--- BEGIN ---

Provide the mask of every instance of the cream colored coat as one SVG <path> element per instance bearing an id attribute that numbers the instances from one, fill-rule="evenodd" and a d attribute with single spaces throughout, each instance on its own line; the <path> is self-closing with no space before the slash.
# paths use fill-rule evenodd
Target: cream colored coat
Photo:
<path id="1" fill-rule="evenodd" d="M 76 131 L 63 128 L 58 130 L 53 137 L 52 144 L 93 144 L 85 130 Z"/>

--- END ---

*REQUIREMENTS*:
Rewrite the lines above as a numbered list, leaving out any blank lines.

*ANSWER IN FULL*:
1. Provide the mask of every instance of the cream colored coat as one SVG <path> element per instance bearing an id attribute that numbers the instances from one, fill-rule="evenodd" and a d attribute with single spaces throughout, each instance on its own line; the <path> is self-closing with no space before the slash.
2. # paths use fill-rule evenodd
3. Target: cream colored coat
4. Photo:
5. <path id="1" fill-rule="evenodd" d="M 76 131 L 63 128 L 58 130 L 53 137 L 52 144 L 93 144 L 85 130 Z"/>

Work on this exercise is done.